--- Begin ---

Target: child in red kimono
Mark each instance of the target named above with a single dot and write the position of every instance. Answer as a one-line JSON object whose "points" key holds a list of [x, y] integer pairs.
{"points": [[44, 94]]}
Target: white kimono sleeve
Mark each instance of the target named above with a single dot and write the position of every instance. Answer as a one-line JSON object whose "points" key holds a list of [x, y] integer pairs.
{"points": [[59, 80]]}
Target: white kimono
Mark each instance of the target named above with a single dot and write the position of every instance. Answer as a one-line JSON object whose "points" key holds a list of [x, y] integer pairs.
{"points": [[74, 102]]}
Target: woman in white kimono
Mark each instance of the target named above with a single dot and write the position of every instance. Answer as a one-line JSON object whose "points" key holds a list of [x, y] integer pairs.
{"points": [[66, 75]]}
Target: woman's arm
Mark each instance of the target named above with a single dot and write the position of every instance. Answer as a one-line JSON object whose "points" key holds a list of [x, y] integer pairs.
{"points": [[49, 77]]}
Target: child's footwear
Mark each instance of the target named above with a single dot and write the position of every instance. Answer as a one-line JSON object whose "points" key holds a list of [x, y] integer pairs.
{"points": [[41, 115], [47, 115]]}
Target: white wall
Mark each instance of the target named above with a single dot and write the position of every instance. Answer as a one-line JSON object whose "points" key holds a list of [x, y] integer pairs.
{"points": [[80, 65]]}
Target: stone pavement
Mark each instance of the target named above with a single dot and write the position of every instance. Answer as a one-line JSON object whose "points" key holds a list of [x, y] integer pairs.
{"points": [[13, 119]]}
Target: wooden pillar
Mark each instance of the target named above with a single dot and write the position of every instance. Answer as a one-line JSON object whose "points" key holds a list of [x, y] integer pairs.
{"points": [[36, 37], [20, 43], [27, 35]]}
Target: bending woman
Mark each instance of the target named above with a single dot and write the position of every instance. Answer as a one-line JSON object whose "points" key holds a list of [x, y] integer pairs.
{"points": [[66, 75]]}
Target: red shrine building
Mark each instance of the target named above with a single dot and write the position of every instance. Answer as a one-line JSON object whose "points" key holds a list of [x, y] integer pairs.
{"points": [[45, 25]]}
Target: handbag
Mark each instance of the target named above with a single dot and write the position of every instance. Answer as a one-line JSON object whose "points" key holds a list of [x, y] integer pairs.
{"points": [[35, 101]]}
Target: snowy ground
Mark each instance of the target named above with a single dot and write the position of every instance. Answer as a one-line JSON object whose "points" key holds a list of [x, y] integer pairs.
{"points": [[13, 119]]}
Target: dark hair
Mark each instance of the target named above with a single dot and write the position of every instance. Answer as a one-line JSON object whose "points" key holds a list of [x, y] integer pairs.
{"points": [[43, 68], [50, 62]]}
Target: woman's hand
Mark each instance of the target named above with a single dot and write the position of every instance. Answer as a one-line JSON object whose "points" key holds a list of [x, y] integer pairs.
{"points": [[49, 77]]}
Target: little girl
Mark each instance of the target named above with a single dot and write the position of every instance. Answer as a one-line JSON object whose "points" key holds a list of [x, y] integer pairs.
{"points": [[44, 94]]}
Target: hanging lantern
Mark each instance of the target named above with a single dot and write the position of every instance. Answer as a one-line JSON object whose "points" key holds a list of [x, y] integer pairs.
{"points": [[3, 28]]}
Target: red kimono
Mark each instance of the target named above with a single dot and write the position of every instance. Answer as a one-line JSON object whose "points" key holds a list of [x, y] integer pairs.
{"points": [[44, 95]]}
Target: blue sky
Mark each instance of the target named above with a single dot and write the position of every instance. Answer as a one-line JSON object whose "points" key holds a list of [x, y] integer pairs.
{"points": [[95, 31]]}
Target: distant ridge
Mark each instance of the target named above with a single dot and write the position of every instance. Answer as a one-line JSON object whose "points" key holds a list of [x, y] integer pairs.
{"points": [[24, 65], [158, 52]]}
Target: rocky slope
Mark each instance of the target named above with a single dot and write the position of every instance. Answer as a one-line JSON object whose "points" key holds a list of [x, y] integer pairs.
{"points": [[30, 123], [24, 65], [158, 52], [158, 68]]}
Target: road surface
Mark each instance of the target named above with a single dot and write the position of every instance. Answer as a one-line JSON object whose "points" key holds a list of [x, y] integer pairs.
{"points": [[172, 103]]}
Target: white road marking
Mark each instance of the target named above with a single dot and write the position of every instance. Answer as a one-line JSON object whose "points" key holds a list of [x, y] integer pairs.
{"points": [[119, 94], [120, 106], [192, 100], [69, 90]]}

--- End ---
--- Begin ---

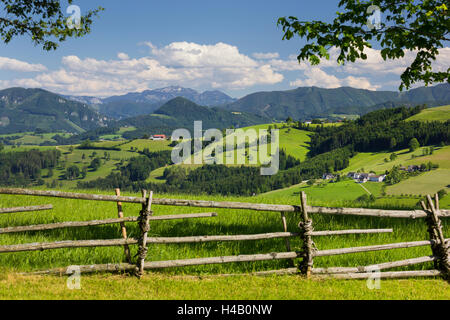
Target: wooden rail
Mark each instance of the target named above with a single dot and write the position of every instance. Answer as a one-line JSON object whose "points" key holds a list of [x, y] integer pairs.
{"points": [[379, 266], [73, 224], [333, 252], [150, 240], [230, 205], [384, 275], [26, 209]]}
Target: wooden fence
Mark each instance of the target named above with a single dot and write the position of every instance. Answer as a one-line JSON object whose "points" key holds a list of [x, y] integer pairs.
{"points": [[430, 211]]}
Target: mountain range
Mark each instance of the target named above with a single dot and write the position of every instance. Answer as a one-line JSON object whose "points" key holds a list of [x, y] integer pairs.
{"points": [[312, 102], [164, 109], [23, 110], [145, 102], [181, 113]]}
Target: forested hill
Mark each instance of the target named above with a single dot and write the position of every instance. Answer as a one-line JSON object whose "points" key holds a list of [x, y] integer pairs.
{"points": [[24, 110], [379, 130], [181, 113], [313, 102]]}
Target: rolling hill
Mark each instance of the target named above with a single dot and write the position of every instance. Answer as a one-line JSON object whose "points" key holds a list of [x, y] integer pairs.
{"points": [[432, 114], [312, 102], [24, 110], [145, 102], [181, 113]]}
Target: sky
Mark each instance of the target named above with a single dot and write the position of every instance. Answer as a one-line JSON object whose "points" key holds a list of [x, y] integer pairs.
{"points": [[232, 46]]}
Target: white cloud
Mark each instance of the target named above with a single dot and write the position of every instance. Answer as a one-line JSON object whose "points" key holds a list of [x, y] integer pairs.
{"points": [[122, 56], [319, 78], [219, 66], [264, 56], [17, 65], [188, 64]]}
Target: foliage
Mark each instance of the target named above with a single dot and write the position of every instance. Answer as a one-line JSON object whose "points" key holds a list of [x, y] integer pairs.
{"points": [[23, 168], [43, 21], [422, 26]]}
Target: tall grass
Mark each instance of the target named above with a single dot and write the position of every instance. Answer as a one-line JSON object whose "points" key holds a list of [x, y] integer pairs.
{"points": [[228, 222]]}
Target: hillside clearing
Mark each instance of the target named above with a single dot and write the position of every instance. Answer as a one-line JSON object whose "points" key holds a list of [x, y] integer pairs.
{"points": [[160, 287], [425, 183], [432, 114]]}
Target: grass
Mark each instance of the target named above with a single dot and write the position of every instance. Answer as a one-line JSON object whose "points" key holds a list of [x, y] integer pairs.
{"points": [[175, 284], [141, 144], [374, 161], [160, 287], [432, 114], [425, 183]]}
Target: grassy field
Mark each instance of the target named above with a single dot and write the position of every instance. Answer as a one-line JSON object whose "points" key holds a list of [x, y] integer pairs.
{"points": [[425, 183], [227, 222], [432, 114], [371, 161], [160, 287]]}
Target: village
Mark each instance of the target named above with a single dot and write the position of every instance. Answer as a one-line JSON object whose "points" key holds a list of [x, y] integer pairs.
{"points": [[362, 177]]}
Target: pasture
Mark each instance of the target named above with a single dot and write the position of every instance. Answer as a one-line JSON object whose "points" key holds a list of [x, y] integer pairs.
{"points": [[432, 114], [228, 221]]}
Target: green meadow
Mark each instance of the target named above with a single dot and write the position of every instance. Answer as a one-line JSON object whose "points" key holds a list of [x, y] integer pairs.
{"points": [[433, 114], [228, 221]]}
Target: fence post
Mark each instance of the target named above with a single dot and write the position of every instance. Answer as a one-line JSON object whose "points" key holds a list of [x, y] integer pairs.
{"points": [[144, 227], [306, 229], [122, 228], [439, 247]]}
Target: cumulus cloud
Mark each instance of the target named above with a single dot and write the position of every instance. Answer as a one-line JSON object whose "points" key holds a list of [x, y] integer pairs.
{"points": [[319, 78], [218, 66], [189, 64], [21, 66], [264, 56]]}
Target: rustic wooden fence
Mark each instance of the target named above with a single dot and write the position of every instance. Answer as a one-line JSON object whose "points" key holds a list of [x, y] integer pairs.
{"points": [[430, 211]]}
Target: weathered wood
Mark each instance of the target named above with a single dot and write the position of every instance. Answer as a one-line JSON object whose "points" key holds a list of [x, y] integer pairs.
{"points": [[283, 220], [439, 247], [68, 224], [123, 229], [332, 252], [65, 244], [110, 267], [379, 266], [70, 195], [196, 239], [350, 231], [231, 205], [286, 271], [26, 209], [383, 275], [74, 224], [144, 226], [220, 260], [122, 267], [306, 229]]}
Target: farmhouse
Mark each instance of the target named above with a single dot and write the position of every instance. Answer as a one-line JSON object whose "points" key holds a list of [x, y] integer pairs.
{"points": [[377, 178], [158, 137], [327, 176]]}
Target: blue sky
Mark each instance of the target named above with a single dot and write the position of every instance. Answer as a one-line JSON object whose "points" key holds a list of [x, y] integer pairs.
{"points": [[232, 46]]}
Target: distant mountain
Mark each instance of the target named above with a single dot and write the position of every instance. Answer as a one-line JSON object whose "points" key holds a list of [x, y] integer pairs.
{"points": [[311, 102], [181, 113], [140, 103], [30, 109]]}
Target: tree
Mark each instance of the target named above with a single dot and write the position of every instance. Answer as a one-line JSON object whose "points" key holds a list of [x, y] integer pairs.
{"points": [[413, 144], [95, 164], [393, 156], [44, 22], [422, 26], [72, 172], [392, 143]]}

--- End ---
--- Begin ---

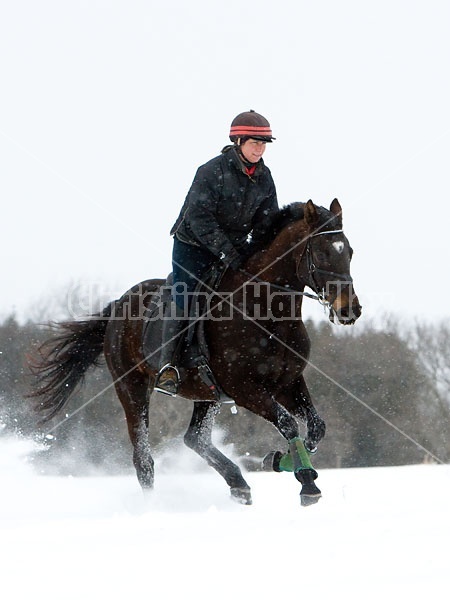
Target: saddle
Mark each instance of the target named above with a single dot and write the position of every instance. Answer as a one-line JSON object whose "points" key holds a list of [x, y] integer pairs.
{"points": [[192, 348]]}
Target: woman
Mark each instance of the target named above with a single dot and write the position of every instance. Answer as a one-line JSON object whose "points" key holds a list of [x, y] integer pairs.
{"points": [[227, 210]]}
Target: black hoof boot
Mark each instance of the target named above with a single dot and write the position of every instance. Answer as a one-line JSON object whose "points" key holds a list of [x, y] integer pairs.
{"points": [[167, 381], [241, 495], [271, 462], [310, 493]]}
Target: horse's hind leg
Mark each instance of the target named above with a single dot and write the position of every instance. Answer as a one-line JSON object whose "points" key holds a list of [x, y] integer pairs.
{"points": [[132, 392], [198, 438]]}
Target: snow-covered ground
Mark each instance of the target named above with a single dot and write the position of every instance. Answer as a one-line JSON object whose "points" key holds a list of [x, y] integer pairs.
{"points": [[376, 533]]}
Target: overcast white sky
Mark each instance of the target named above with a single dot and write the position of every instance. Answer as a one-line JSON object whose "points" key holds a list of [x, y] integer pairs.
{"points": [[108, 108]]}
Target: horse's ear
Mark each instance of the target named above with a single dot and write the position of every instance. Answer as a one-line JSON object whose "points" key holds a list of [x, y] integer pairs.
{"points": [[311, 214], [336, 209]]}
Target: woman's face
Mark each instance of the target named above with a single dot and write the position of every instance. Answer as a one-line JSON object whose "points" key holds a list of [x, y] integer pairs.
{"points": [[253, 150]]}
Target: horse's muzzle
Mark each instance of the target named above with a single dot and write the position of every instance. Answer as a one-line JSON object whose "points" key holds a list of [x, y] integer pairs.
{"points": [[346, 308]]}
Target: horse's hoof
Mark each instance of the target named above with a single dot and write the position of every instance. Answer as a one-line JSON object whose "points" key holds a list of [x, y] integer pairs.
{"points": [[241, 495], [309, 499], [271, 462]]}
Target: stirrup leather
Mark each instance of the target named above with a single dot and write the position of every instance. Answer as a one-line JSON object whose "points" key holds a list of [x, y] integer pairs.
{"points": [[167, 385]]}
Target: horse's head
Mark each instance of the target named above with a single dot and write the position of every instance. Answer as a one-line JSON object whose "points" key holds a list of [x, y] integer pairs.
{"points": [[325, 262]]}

--- End ---

[What you have to do]:
Pick out every line of the records above that contains the word "distant", and copy each of those lines.

[Written solution]:
Target: distant ridge
Target: distant mountain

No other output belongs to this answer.